> _Alıntılanan metin_:
______________________________
Şemdinli sanıkları: "Biz yapmadık"

Şemdinli sanıkları: Biz yapmadık
expand

Hakkari'nin Şemdinli ilçesindeki Umut Kitabevi'nin bombalanmasıyla ilgili davanın ikinci duruşması bugün görülüyor. Şemdinli davasının görüldüğü duruşmanın ikinci bölümünde Ali Kaya ile Özcan İldeniz'in savunmaları alındı.

Haberin Devamıadv-arrow
Haberin Devamıadv-arrow

Hakkari'nin Şemdinli ilçesinde meydana gelen olaylarla ilgili Van 3’ncü Ağır Ceza Mahkemesinde açılan davanın dün başlayan ilk duruşması, bugün de tutuklu sanıkların ifadelerinin alınmasıyla devam edildi. 
 
Sanık Ali Kaya ''daha önce bölgede görev yaptığınız dönemde Kara Kuvvetleri Komutanı Orgeneral Yaşar Büyükanıt ile yüz yüze görüşmeniz oldu mu?'' sorusu üzerine, ''birebir görüşmem olmadı. Komutanımız olarak birliğimizi denetlemeye gelmişti. Brifing vermeye geldi bir kaç kez. Ama samimiyetim yok'' dedi.
 
Kaya, bir soru üzerine de tutuklu bulunduğu dönemde herhangi bir soruşturma geçirmediğini ve açığa alınmadığını belirtti.
 
İldeniz: "Patlamayı PKK yapmış olabilir"
 
Ali Kaya'nın sorgusunun ardından mahkeme heyeti astsubay başçavuşlardan sanık Özcan İldeniz'in sorgusuna geçti.
 
İldeniz, 9 kasımdaki bombalama olayı ile Hakkari ve çevresinde gerçekleşen diğer 17 eylemi kendilerinin yapmadığını ve bombalamanın kendilerine yönelik yapılıp yapılmadığını da bilmediğini belirtti.
______________________________
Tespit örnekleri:
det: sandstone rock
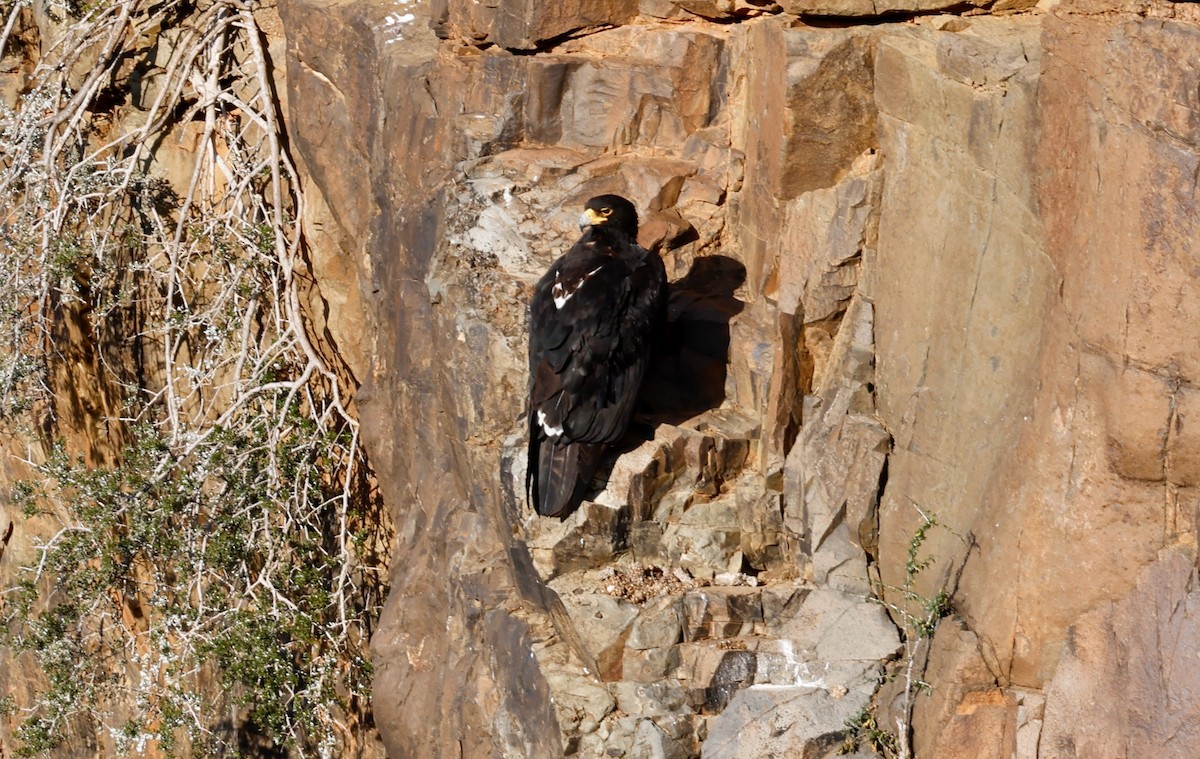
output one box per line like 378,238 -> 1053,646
620,646 -> 679,682
907,617 -> 1016,757
701,686 -> 869,759
739,18 -> 878,291
625,596 -> 683,650
930,689 -> 1016,759
562,593 -> 637,682
784,298 -> 890,594
683,587 -> 762,641
770,588 -> 900,662
662,497 -> 742,579
527,501 -> 629,580
625,719 -> 695,759
548,673 -> 616,734
1039,549 -> 1200,759
734,479 -> 798,572
432,0 -> 637,50
872,19 -> 1056,682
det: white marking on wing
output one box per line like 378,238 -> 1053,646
538,411 -> 563,437
550,264 -> 604,309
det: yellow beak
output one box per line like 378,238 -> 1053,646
580,208 -> 605,229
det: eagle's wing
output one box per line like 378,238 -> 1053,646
528,239 -> 666,514
529,242 -> 666,443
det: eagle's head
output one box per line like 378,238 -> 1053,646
580,195 -> 637,239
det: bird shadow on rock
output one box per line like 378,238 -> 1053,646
635,256 -> 746,428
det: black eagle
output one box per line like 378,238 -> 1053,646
526,195 -> 667,516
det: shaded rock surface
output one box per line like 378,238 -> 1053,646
265,0 -> 1200,757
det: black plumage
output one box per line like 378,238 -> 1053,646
526,195 -> 667,516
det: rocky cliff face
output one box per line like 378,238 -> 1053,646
7,0 -> 1200,759
274,0 -> 1200,758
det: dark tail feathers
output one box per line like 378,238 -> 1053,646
526,430 -> 605,516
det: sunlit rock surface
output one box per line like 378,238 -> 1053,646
272,0 -> 1200,758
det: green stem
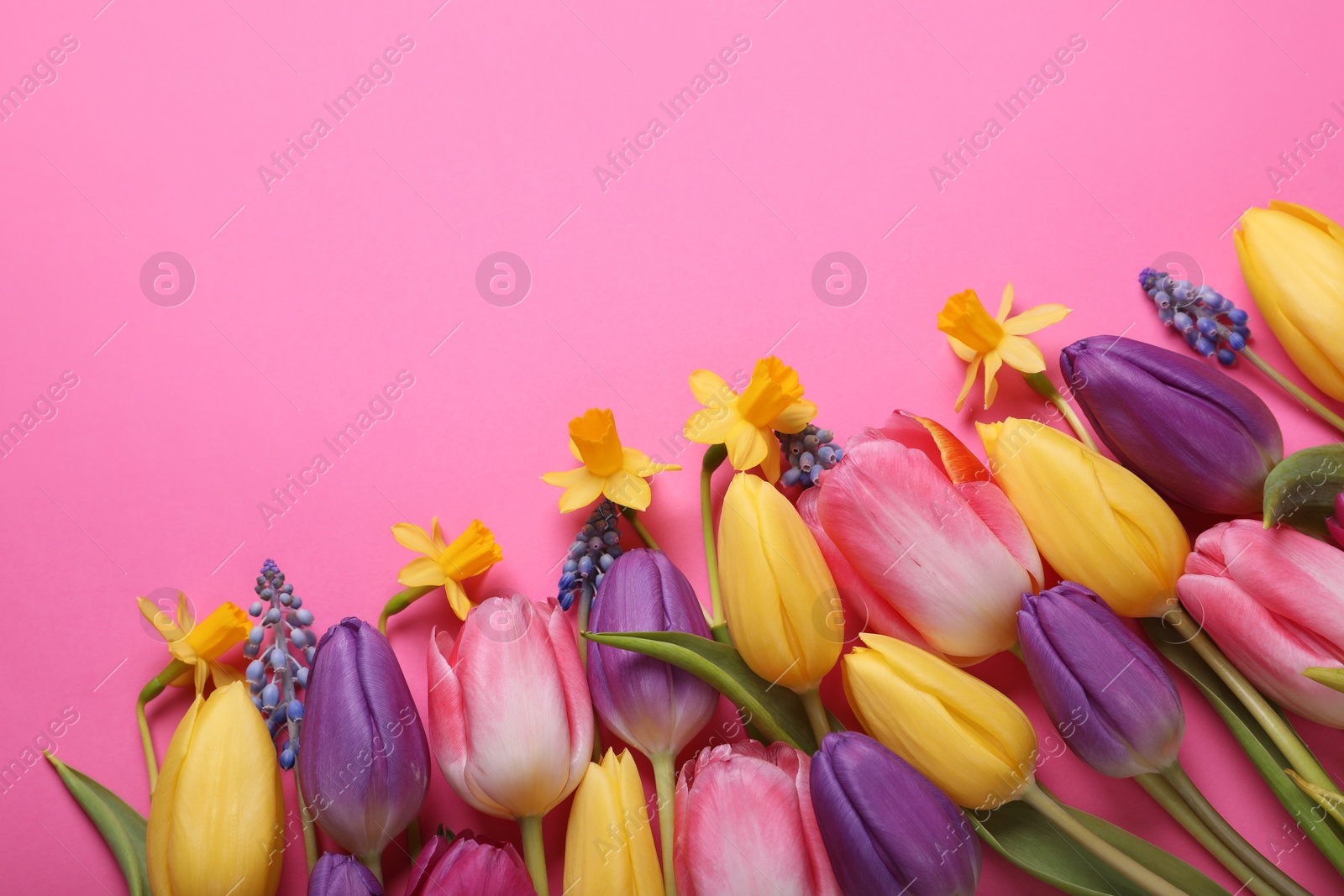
______________________________
Şemdinli davası haberini baştan sona, tek harfini bile değiştirmeden geri döndür.

> _Sonuç aşağıda_:
Şemdinli sanıkları: "Biz yapmadık"

Şemdinli sanıkları: Biz yapmadık
expand

Hakkari'nin Şemdinli ilçesindeki Umut Kitabevi'nin bombalanmasıyla ilgili davanın ikinci duruşması bugün görülüyor. Şemdinli davasının görüldüğü duruşmanın ikinci bölümünde Ali Kaya ile Özcan İldeniz'in savunmaları alındı.

Haberin Devamıadv-arrow
Haberin Devamıadv-arrow

Hakkari'nin Şemdinli ilçesinde meydana gelen olaylarla ilgili Van 3’ncü Ağır Ceza Mahkemesinde açılan davanın dün başlayan ilk duruşması, bugün de tutuklu sanıkların ifadelerinin alınmasıyla devam edildi. 
 
Sanık Ali Kaya ''daha önce bölgede görev yaptığınız dönemde Kara Kuvvetleri Komutanı Orgeneral Yaşar Büyükanıt ile yüz yüze görüşmeniz oldu mu?'' sorusu üzerine, ''birebir görüşmem olmadı. Komutanımız olarak birliğimizi denetlemeye gelmişti. Brifing vermeye geldi bir kaç kez. Ama samimiyetim yok'' dedi.
 
Kaya, bir soru üzerine de tutuklu bulunduğu dönemde herhangi bir soruşturma geçirmediğini ve açığa alınmadığını belirtti.
 
İldeniz: "Patlamayı PKK yapmış olabilir"
 
Ali Kaya'nın sorgusunun ardından mahkeme heyeti astsubay başçavuşlardan sanık Özcan İldeniz'in sorgusuna geçti.
 
İldeniz, 9 kasımdaki bombalama olayı ile Hakkari ve çevresinde gerçekleşen diğer 17 eylemi kendilerinin yapmadığını ve bombalamanın kendilerine yönelik yapılıp yapılmadığını da bilmediğini belirtti.